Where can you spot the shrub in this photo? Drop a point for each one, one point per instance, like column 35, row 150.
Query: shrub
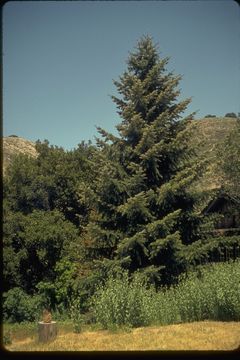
column 19, row 306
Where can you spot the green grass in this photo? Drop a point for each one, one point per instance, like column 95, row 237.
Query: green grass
column 210, row 293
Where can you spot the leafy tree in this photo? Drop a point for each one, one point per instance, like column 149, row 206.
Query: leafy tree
column 229, row 155
column 209, row 115
column 145, row 214
column 54, row 180
column 33, row 245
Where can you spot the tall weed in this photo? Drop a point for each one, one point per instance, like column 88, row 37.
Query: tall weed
column 210, row 292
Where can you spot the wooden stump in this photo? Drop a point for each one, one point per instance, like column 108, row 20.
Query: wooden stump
column 47, row 331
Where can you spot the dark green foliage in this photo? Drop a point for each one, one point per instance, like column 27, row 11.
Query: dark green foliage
column 54, row 180
column 19, row 307
column 209, row 115
column 71, row 218
column 145, row 213
column 33, row 244
column 229, row 155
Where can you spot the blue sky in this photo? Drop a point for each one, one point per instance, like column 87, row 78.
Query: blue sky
column 60, row 57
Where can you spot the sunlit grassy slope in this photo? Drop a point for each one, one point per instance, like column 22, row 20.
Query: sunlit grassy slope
column 205, row 335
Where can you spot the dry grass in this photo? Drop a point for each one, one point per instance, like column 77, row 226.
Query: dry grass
column 205, row 335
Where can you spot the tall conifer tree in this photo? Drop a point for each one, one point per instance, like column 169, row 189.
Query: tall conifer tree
column 145, row 214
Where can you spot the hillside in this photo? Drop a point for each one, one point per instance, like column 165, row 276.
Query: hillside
column 13, row 145
column 208, row 132
column 202, row 335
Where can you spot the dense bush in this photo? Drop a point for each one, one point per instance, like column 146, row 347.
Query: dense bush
column 19, row 306
column 209, row 292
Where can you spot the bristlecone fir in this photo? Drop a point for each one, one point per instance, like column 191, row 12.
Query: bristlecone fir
column 145, row 218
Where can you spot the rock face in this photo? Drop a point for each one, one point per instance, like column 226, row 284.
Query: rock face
column 13, row 145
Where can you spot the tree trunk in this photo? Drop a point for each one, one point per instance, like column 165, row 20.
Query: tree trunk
column 47, row 331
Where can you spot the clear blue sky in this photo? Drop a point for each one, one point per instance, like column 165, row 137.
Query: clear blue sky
column 59, row 60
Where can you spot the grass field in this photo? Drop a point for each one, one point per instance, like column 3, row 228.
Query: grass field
column 204, row 335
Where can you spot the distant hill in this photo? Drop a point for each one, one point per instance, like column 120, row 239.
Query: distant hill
column 13, row 145
column 208, row 133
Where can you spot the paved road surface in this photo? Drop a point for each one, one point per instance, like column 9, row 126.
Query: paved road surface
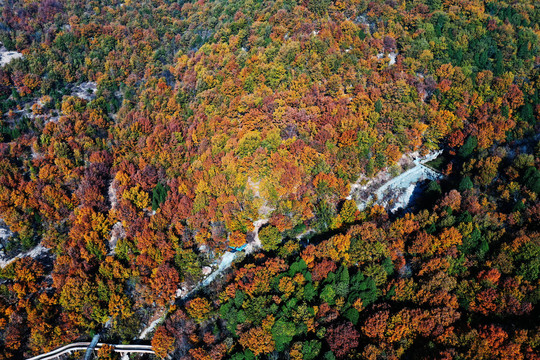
column 82, row 346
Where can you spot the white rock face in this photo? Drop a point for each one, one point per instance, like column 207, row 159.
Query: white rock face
column 85, row 91
column 395, row 193
column 7, row 56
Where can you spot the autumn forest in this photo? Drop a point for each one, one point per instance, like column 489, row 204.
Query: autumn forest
column 260, row 179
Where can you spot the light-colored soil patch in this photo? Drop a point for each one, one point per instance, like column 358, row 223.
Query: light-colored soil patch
column 394, row 193
column 7, row 56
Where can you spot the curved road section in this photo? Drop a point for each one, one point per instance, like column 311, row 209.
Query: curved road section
column 123, row 349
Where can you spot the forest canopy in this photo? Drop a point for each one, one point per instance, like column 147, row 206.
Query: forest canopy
column 141, row 141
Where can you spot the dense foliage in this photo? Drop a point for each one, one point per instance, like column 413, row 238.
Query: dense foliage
column 211, row 115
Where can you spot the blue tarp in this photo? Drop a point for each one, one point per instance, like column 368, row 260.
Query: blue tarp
column 238, row 248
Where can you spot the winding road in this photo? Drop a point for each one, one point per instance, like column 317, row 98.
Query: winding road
column 82, row 346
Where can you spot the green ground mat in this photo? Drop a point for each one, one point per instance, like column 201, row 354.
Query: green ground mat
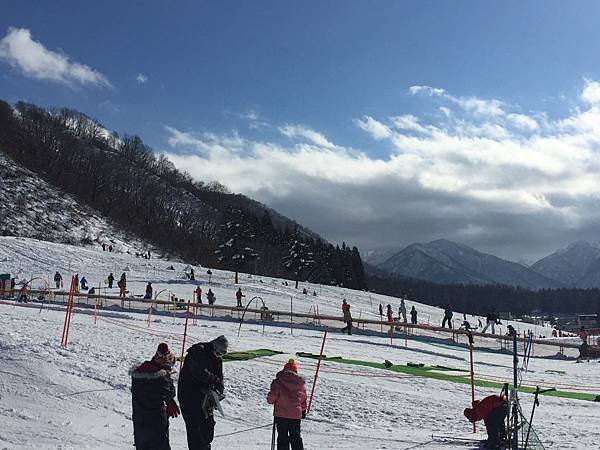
column 250, row 354
column 436, row 373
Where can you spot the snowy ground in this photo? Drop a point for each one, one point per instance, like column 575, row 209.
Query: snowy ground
column 78, row 398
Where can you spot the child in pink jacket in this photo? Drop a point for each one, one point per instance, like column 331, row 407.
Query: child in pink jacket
column 288, row 395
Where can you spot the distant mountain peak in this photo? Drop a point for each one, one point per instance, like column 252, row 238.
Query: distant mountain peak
column 445, row 261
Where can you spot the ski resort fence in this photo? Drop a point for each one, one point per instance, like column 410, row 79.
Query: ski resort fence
column 299, row 316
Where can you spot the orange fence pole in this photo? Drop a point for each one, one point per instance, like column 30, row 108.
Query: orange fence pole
column 150, row 314
column 95, row 312
column 291, row 316
column 470, row 336
column 62, row 339
column 312, row 391
column 187, row 313
column 70, row 310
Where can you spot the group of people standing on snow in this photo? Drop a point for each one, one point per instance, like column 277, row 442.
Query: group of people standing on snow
column 200, row 389
column 389, row 313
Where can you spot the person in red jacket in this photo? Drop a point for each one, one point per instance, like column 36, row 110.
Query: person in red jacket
column 492, row 410
column 238, row 296
column 288, row 395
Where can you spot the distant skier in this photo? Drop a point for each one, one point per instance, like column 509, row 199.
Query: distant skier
column 57, row 279
column 149, row 290
column 23, row 294
column 153, row 400
column 492, row 410
column 288, row 396
column 200, row 381
column 447, row 316
column 491, row 319
column 110, row 279
column 347, row 317
column 238, row 296
column 413, row 315
column 210, row 296
column 402, row 310
column 122, row 285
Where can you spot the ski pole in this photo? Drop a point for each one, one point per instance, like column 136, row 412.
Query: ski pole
column 536, row 402
column 273, row 436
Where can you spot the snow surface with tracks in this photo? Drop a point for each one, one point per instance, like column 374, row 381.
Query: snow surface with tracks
column 78, row 397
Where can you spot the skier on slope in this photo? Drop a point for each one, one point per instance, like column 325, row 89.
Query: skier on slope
column 200, row 380
column 210, row 296
column 492, row 410
column 413, row 315
column 23, row 294
column 110, row 278
column 447, row 316
column 347, row 317
column 288, row 396
column 149, row 290
column 402, row 310
column 122, row 285
column 238, row 296
column 491, row 319
column 57, row 279
column 153, row 399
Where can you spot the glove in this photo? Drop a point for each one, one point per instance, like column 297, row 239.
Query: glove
column 172, row 409
column 217, row 384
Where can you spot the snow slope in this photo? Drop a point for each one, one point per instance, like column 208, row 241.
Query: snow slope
column 78, row 398
column 34, row 208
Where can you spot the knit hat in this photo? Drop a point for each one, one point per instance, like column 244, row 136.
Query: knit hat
column 470, row 414
column 220, row 346
column 163, row 356
column 291, row 365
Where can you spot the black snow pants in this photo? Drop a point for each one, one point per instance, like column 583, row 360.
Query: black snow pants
column 348, row 327
column 494, row 425
column 447, row 319
column 288, row 433
column 200, row 431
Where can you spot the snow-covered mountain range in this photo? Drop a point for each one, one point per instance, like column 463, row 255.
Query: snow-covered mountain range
column 443, row 261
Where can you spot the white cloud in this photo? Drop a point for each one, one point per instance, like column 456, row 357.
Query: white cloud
column 299, row 131
column 375, row 128
column 408, row 122
column 591, row 92
column 523, row 184
column 20, row 51
column 428, row 90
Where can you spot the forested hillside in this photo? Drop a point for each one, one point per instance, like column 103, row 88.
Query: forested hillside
column 125, row 181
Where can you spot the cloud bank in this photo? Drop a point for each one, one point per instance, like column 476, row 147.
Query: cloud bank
column 30, row 57
column 474, row 170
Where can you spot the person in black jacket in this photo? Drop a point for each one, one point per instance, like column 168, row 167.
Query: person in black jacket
column 153, row 399
column 200, row 379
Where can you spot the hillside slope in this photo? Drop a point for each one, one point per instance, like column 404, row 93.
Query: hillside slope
column 444, row 261
column 34, row 208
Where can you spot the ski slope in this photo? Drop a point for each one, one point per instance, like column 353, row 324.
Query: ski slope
column 78, row 397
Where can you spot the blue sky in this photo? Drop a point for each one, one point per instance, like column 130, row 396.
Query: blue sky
column 297, row 87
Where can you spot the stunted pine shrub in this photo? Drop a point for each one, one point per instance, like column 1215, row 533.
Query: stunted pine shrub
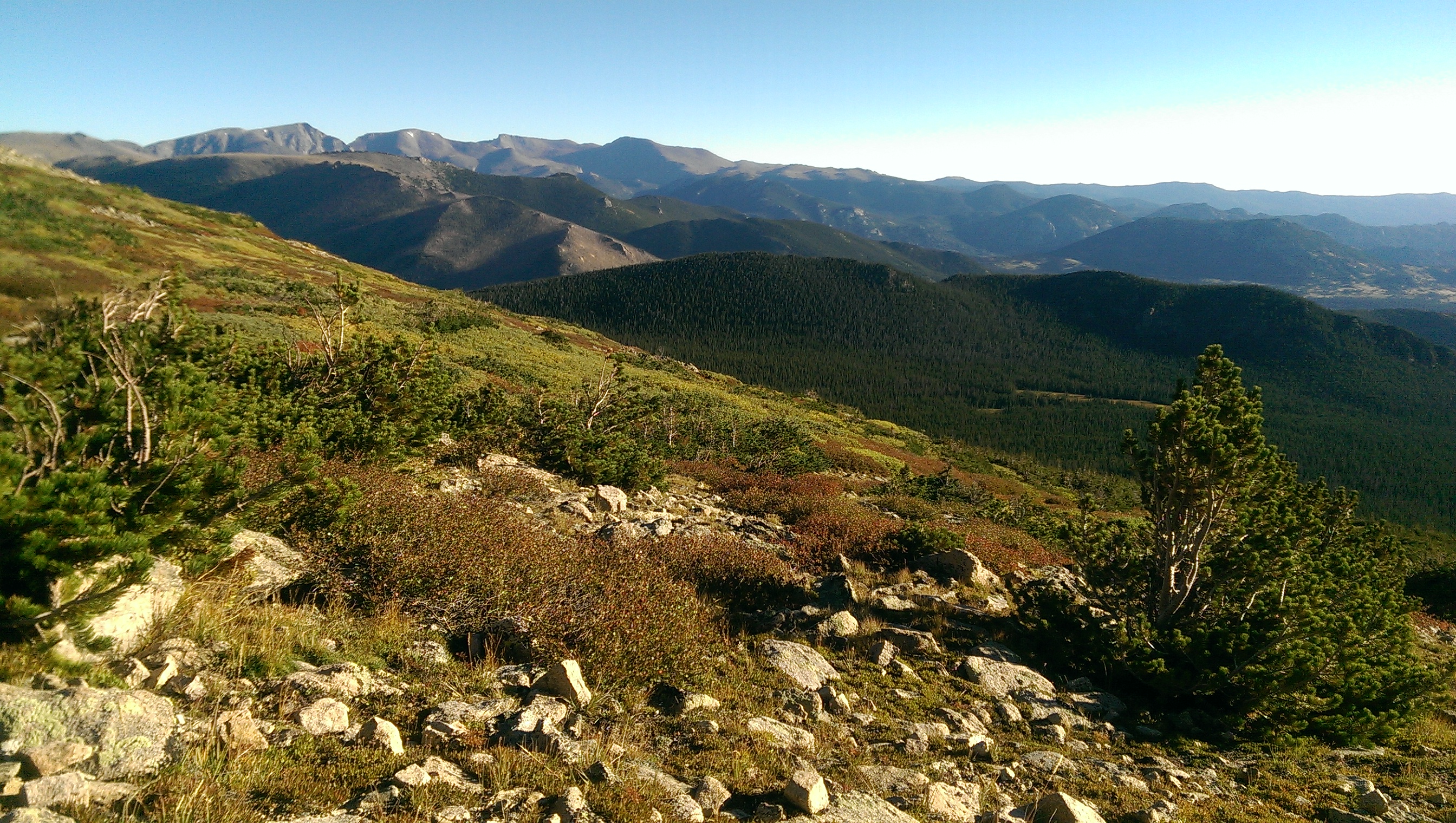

§

- _What is needed_
Convert the entries, from the first line through the line containing "column 33, row 245", into a JSON list of strings with one string per line and blank lines omitted. Leave the pictures out.

- _Output for this exercise_
[
  "Where can you spot the shrub in this photo? Drop a point for each one, one point per instance, like column 35, row 150.",
  "Query: shrub",
  "column 19, row 306",
  "Where can you spot the green grass in this photo? Drop a point for each one, one point per instance, like column 95, row 237.",
  "Query: green grass",
  "column 210, row 293",
  "Where can you spot the leafy tree in this photo? Drop a point for each one, one point per instance, like column 149, row 206.",
  "Query: leafy tree",
  "column 229, row 155",
  "column 209, row 115",
  "column 145, row 214",
  "column 54, row 180",
  "column 33, row 245"
]